### LESETEXT ###

Dem nördlichen Mittelmeer droht Unheil durch BRIGITTE

Zum Verständnis einer Unwetterlage dieses Ausmaßes sind zahlreiche meteorologische Parameter zu betrachten. Ausgangspunkt ist ein etwa am 06.10.2016 östlich von Neufundland entstandenes großräumiges Tiefdruckgebiet, das in der Folge langsam nach Osten Richtung Europa gezogen ist und den Namen BRIGITTE erhielt. Nach Tagen des Herumdriftens, Abschwächens und Intensivierens hat es nun das westliche Mittelmeer erreicht, wobei die Lage des Zentrums heute in den Frühstunden nördlich der Balearen analysiert wurde. BRIGITTE verlagert sich in den nächsten Stunden unter Abschwächung allmählich über Frankreich nach Norden.

Dem gegenüber steht das seit Anfang Oktober über Fennoskandien liegende kräftige Hochdruckgebiet PETER, das nun seine Fühler in Richtung Bulgarien und der Türkei ausstreckt. Aus dieser Druckkonstellation resultiert Luftdruckfall im Bereich von Tief BRIGITTE über dem westlichen Mittelmeer und steigender Luftdruck durch Hoch PETER über dem östlichen Mittelmeer. Dazwischen baut sich über dem zentralen Mittelmeer ein kräftiger Druckgradient auf, der von Südost nach Nordwest ausgerichtet ist. Für die Meteorologen ist dies immer ein Signal für stark auffrischende Winde, die in der Tat vom Ionischen und Tyrrhenischen über das Ligurische Meer bis zu den Alpen erwartet werden. In der Abbildung wurde dies durch den gelben Pfeil dargestellt, der direkt in Richtung Südalpen zeigt. Der starke Südwind sorgte z.B. in Palermo auf Sizilien für eine sehr warme föhnige Nacht mit Temperaturen über 30 Grad und erst in der Früh ging die Temperatur auf 25,6 Grad zurück!

###

### KURZAUFGABE 1:
Ermittle, in wie vielen Zeilen der Einträge die Zeichenfolge „rind“ vorkommt, und gib nur die Zahl an. Groß- und Kleinschreibung wird dabei unterschieden.
Die Einträge stehen in keinem Zusammenhang mit dem Text.

### BEREITGESTELLTE DATEN ###

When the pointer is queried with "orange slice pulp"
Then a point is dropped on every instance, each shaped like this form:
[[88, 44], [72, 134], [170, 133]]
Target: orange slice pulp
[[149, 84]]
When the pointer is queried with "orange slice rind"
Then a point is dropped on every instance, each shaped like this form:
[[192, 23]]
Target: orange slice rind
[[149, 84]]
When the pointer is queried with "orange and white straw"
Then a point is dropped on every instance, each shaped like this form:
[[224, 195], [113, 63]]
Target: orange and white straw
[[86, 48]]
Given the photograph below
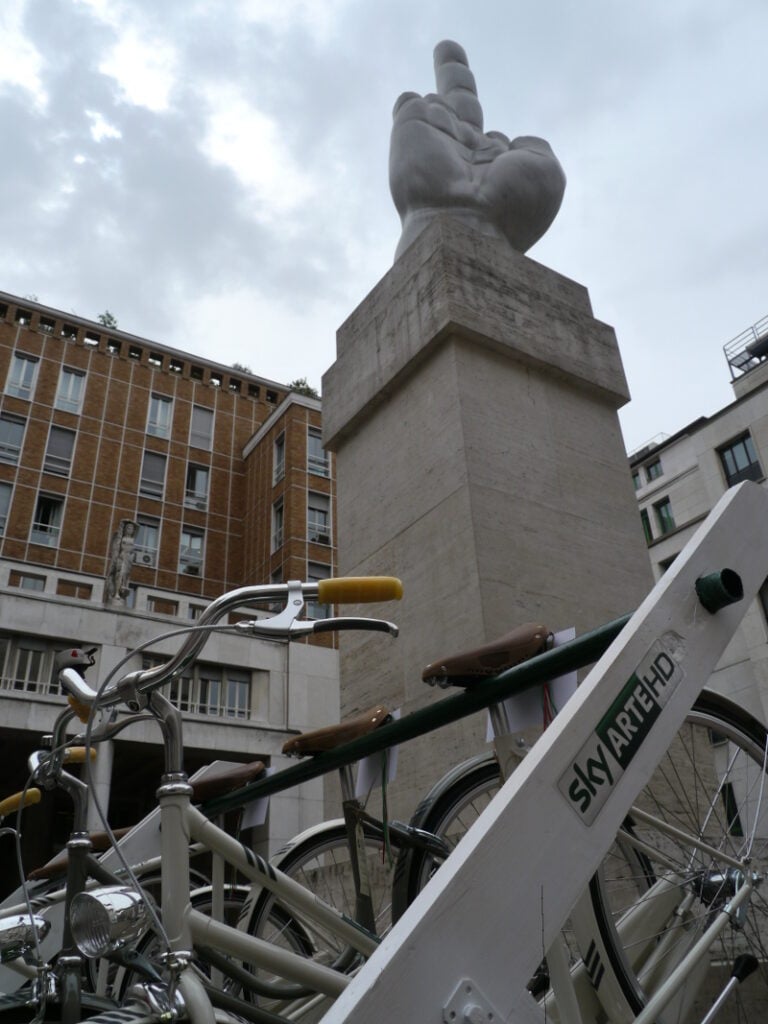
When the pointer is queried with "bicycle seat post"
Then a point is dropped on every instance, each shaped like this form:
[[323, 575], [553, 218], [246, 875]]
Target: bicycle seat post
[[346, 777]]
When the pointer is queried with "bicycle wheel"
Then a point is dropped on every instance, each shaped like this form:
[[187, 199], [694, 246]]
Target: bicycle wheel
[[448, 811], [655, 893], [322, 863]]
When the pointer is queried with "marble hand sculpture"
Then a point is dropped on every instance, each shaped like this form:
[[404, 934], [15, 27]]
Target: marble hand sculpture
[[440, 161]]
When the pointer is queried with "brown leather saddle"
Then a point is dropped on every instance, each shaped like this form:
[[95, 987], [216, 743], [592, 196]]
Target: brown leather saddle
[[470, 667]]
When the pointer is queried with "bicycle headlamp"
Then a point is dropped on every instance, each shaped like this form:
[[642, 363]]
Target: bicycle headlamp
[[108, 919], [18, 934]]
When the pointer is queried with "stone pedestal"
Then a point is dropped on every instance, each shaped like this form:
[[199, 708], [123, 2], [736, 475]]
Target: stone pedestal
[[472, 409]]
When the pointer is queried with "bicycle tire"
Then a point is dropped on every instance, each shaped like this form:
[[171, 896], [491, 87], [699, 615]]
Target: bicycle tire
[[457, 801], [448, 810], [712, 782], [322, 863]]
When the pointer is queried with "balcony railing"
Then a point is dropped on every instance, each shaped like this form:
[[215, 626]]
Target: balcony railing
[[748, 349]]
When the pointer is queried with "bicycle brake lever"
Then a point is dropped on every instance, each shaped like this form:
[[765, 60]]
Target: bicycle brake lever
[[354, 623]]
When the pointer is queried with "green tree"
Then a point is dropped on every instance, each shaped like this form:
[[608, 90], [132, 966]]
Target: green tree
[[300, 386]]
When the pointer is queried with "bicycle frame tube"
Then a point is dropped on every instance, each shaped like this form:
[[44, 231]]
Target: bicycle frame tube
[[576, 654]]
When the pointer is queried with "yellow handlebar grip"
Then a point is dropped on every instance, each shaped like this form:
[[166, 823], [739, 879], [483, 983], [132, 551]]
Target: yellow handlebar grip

###

### KURZAUFGABE 2:
Zähle alle Länder auf, die im Text über das Tief BRIGITTE genannt werden.

### LÖSUNG 1:
2

### LÖSUNG 2:
Frankreich, Bulgarien, Türkei